▸ EXERCISE PROMPT
An exact copy of the records is needed; please leave the images out.
*** Opening PROVIDED ENTRIES ***
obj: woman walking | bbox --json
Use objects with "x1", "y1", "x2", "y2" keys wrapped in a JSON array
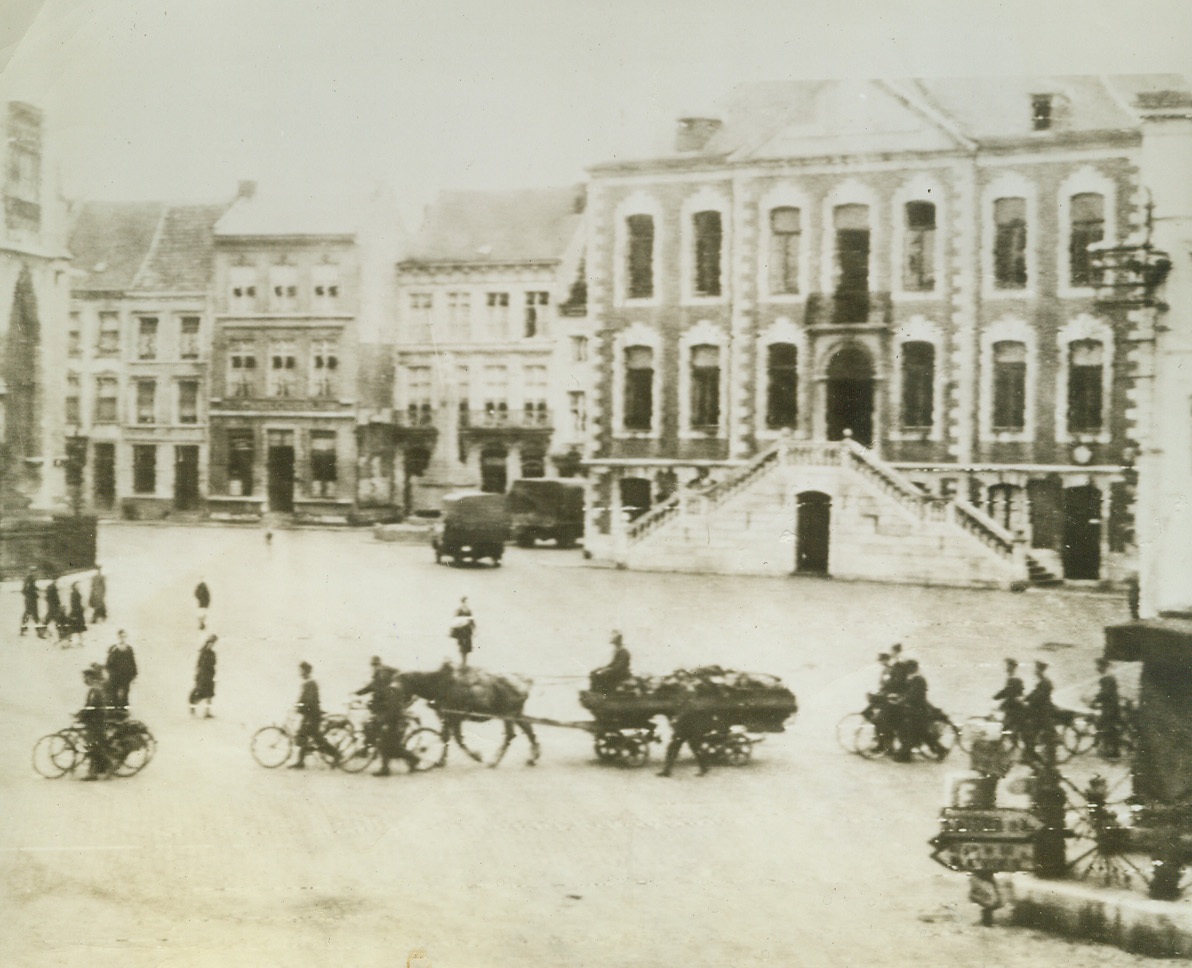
[
  {"x1": 66, "y1": 582, "x2": 87, "y2": 648},
  {"x1": 190, "y1": 635, "x2": 217, "y2": 718}
]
*** Closing PROVIDED ENTRIES ***
▸ YOUR SOLUTION
obj: woman walking | bbox --json
Use objects with "x1", "y1", "x2", "y2" keys wrapped in a JSON array
[
  {"x1": 66, "y1": 582, "x2": 87, "y2": 648},
  {"x1": 190, "y1": 635, "x2": 217, "y2": 718}
]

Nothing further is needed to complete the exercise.